(SUPPLIED INFORMATION Opens)

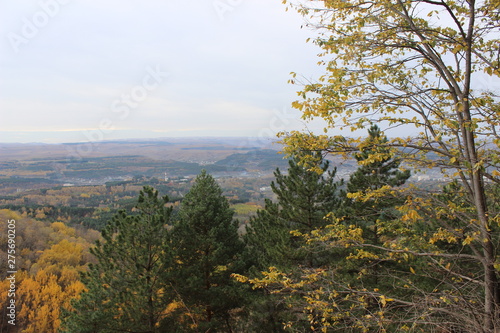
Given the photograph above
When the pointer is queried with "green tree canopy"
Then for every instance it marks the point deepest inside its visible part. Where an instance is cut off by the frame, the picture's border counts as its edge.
(208, 251)
(127, 290)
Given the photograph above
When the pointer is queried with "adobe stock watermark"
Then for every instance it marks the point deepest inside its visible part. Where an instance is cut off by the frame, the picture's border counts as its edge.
(120, 109)
(31, 26)
(223, 7)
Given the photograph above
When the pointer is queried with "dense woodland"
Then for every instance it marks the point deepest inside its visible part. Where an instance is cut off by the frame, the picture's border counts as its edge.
(367, 253)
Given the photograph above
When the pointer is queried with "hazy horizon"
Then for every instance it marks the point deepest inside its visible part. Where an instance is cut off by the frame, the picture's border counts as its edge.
(73, 69)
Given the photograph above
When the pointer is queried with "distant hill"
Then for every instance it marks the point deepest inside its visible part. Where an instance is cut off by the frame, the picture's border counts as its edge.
(263, 159)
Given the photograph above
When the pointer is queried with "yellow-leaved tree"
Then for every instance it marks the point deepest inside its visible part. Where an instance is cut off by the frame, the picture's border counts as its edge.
(425, 71)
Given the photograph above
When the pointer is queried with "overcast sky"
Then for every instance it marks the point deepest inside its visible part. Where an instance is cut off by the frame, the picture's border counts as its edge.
(79, 70)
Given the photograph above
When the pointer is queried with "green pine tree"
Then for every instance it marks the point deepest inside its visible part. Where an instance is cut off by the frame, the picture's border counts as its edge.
(304, 197)
(127, 289)
(377, 169)
(208, 250)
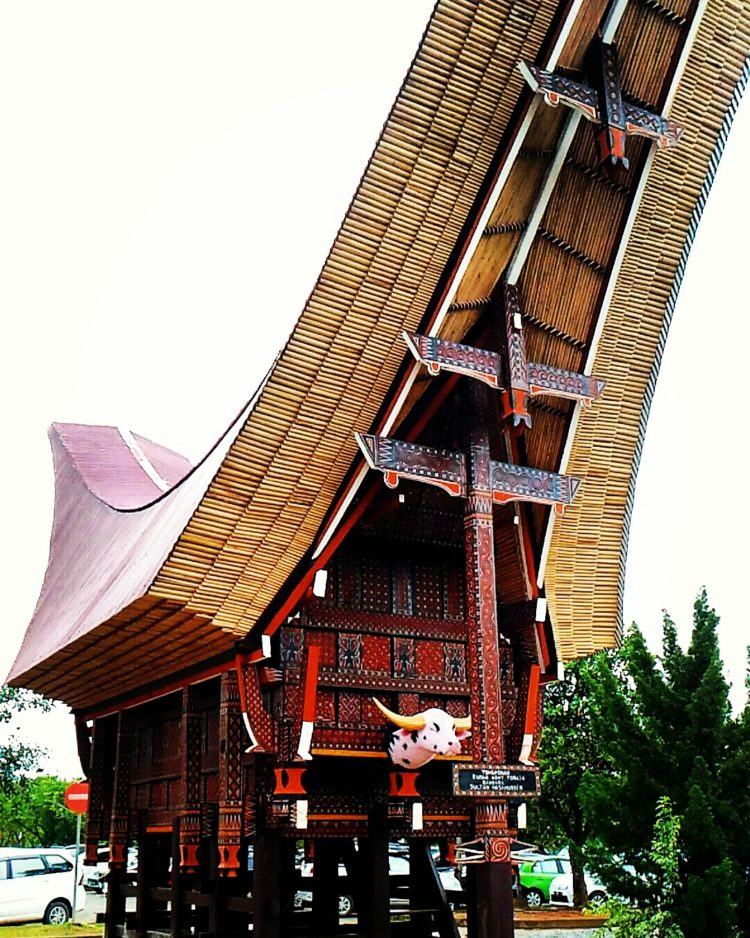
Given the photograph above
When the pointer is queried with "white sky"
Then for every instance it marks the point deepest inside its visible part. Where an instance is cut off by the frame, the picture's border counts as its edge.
(173, 175)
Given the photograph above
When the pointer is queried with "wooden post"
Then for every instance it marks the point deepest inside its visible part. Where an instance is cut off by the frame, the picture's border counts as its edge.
(492, 890)
(118, 836)
(325, 914)
(267, 885)
(190, 801)
(177, 909)
(373, 910)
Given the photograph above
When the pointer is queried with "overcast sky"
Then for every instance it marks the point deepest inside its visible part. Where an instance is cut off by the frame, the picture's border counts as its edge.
(173, 175)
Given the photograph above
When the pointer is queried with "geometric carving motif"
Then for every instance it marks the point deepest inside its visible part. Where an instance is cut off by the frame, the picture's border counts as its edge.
(429, 659)
(350, 652)
(376, 653)
(454, 662)
(291, 648)
(616, 118)
(448, 470)
(350, 709)
(404, 657)
(506, 664)
(396, 458)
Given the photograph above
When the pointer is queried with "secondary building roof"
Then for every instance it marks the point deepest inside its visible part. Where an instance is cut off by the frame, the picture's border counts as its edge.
(156, 569)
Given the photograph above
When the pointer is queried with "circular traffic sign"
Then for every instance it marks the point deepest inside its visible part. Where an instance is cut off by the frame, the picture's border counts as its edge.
(77, 797)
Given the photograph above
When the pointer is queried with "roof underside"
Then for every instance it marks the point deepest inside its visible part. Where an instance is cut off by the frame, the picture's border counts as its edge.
(464, 118)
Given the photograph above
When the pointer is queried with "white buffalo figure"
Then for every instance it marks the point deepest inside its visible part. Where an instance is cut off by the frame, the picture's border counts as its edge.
(425, 735)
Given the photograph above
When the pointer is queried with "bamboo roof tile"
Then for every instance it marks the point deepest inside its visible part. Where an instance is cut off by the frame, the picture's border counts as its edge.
(193, 569)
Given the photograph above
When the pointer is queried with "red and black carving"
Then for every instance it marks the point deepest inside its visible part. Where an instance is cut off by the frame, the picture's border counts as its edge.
(118, 835)
(189, 811)
(349, 652)
(400, 460)
(439, 354)
(616, 118)
(230, 776)
(404, 657)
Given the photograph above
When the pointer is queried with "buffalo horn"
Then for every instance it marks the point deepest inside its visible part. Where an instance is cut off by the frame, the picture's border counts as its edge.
(417, 722)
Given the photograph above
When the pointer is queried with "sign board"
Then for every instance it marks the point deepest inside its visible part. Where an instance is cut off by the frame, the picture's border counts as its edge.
(496, 781)
(77, 797)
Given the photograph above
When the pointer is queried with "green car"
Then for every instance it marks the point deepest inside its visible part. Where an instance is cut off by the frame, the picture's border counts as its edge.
(535, 876)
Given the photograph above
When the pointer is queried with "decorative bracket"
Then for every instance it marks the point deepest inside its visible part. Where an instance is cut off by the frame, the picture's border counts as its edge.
(396, 460)
(523, 379)
(616, 118)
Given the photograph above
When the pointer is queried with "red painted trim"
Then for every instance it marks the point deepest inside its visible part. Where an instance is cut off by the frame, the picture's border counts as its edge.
(311, 684)
(532, 699)
(345, 527)
(240, 662)
(526, 546)
(542, 636)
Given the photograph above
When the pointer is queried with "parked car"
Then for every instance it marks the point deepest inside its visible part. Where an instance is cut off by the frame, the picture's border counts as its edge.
(95, 877)
(36, 884)
(561, 889)
(549, 879)
(398, 866)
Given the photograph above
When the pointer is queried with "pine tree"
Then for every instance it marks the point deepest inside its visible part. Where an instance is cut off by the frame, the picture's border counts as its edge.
(569, 753)
(666, 724)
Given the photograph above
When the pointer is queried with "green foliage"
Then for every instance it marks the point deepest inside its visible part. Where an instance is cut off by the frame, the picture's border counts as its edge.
(16, 757)
(629, 728)
(666, 723)
(32, 808)
(656, 921)
(33, 813)
(569, 755)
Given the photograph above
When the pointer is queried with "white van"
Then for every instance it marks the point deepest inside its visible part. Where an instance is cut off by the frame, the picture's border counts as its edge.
(36, 884)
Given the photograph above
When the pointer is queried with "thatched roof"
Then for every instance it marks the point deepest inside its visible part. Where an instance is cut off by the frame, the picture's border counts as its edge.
(439, 213)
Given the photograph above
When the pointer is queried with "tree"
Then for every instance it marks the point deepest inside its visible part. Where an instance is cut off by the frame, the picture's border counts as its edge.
(32, 807)
(16, 757)
(666, 725)
(656, 921)
(569, 754)
(33, 813)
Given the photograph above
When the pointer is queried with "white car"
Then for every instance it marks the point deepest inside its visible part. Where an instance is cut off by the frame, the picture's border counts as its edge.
(398, 865)
(561, 890)
(36, 884)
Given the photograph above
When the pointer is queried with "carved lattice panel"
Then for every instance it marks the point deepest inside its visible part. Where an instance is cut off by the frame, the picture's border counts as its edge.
(408, 704)
(456, 708)
(349, 656)
(371, 716)
(326, 706)
(376, 653)
(291, 648)
(326, 641)
(454, 661)
(404, 657)
(350, 709)
(429, 659)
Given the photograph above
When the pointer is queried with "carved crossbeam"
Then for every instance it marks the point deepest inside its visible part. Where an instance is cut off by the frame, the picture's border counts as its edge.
(522, 378)
(399, 460)
(604, 106)
(447, 470)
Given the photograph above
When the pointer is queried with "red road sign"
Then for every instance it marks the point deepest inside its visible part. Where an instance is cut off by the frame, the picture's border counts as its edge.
(77, 797)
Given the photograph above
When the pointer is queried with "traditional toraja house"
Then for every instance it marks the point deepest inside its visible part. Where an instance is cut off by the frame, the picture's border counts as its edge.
(237, 640)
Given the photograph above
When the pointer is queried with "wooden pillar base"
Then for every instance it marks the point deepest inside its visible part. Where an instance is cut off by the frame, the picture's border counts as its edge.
(489, 911)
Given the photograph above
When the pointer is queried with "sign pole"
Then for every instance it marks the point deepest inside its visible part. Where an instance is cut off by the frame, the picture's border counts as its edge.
(75, 866)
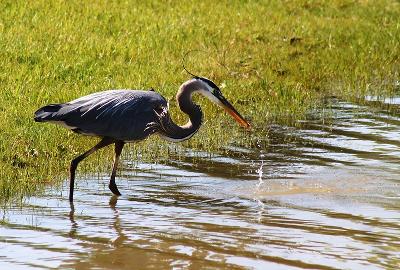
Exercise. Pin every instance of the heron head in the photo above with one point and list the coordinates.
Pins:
(213, 93)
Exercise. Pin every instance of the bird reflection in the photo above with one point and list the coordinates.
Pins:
(116, 224)
(121, 238)
(74, 224)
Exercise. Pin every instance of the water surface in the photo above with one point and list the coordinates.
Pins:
(323, 196)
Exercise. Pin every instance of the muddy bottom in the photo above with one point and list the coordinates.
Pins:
(325, 196)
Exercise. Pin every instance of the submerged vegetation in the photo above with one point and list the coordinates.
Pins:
(274, 60)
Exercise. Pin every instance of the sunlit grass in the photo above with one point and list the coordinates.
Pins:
(276, 59)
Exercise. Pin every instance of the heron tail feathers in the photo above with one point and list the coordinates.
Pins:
(46, 113)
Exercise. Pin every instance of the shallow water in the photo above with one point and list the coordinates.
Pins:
(325, 196)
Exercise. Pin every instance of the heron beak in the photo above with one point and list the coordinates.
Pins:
(232, 111)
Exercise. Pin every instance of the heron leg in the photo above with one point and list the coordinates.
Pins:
(74, 163)
(118, 149)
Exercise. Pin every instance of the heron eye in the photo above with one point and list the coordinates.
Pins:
(214, 91)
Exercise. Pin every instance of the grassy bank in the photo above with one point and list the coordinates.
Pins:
(276, 59)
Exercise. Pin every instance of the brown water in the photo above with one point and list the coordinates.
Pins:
(322, 197)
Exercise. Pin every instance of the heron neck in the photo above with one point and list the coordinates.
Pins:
(184, 99)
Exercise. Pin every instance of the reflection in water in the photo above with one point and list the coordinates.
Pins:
(322, 197)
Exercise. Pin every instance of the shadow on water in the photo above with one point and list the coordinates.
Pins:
(323, 196)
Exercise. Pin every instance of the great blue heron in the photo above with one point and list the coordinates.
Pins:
(121, 116)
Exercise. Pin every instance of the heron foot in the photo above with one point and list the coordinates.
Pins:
(114, 189)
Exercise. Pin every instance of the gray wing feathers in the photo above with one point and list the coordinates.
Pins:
(119, 114)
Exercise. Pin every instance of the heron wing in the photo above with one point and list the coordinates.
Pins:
(119, 114)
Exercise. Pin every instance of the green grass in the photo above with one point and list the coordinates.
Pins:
(277, 59)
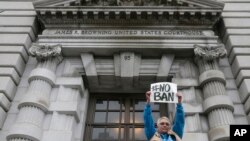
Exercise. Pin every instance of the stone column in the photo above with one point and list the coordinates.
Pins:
(35, 104)
(217, 104)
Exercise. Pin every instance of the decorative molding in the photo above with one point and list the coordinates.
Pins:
(179, 3)
(128, 15)
(209, 53)
(44, 52)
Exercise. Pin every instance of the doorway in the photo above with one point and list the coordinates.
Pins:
(118, 117)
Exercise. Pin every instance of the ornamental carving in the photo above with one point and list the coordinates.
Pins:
(209, 53)
(44, 52)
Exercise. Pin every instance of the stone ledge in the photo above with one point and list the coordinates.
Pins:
(43, 74)
(238, 51)
(191, 108)
(13, 60)
(16, 5)
(55, 135)
(247, 106)
(195, 137)
(19, 30)
(15, 50)
(7, 87)
(71, 82)
(239, 63)
(219, 133)
(25, 130)
(18, 21)
(10, 72)
(211, 75)
(68, 108)
(4, 102)
(3, 116)
(243, 74)
(218, 101)
(244, 90)
(37, 99)
(16, 40)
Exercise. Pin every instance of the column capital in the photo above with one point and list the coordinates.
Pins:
(209, 53)
(45, 52)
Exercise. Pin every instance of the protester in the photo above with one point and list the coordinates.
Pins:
(164, 131)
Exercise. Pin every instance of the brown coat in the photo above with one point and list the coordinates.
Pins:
(157, 136)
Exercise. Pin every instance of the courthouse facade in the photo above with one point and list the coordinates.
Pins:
(78, 70)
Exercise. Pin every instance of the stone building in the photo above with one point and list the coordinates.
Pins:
(78, 70)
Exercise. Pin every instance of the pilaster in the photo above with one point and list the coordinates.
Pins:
(217, 105)
(35, 104)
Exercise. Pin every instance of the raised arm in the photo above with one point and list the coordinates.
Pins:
(149, 125)
(179, 120)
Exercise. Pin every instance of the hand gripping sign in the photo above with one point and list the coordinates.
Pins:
(163, 92)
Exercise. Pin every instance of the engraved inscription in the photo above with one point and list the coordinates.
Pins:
(113, 32)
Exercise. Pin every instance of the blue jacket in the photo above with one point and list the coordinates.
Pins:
(178, 126)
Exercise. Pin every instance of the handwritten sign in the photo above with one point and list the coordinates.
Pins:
(163, 92)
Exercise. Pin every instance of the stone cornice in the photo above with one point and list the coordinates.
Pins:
(44, 52)
(129, 14)
(209, 53)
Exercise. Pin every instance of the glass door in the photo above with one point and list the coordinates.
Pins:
(118, 117)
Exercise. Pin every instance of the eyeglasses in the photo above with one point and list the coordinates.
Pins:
(164, 123)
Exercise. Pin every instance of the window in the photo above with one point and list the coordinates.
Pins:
(118, 117)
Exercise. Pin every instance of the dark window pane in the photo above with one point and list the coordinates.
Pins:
(155, 106)
(112, 133)
(140, 104)
(114, 105)
(101, 104)
(138, 117)
(122, 133)
(156, 115)
(139, 134)
(131, 119)
(98, 133)
(123, 117)
(113, 117)
(100, 117)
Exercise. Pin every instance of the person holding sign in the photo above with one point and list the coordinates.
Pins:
(164, 131)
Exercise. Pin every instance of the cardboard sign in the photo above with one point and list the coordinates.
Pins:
(163, 92)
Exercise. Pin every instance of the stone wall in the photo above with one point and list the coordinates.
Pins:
(17, 31)
(235, 35)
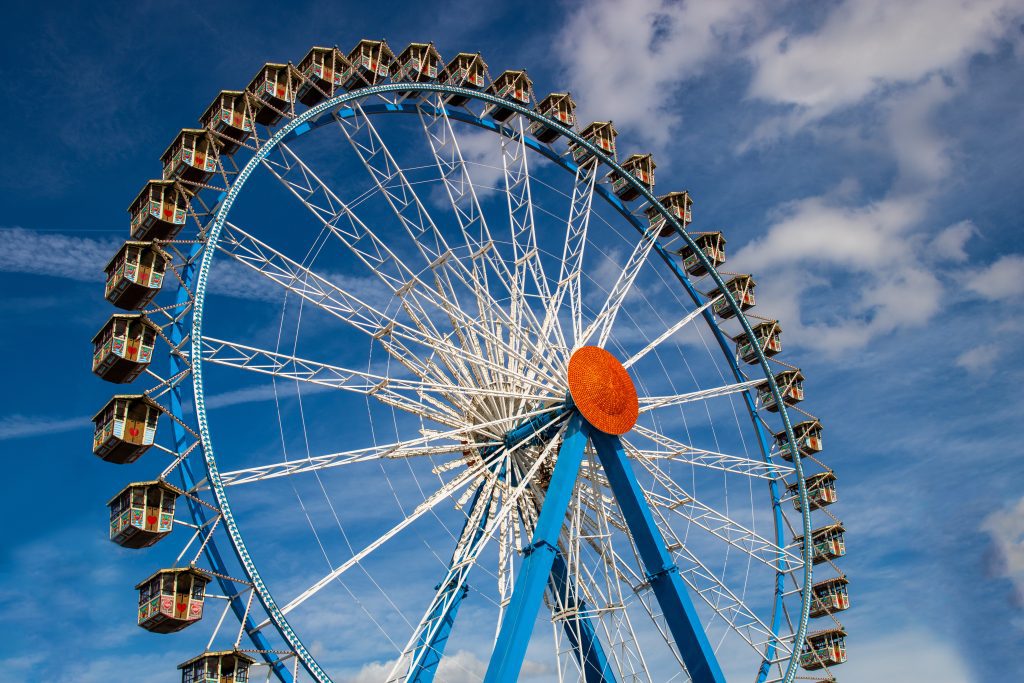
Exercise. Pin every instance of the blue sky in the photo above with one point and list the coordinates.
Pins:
(863, 159)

(SUPPLIED INFORMATION Closes)

Take the line that contains "Exercise. Pin every instance of the stone wall" and every line after it to the end of the records above; quote them exactly, leaving out the pictures.

» **THE ANSWER**
Exercise. Pin every instance of the stone wall in the photo above with one point and list the coordinates.
Pins:
(17, 31)
(235, 35)
Exercise. Pin every instance of the blue sky in the photo above with one point and list the coordinates.
Pins:
(863, 159)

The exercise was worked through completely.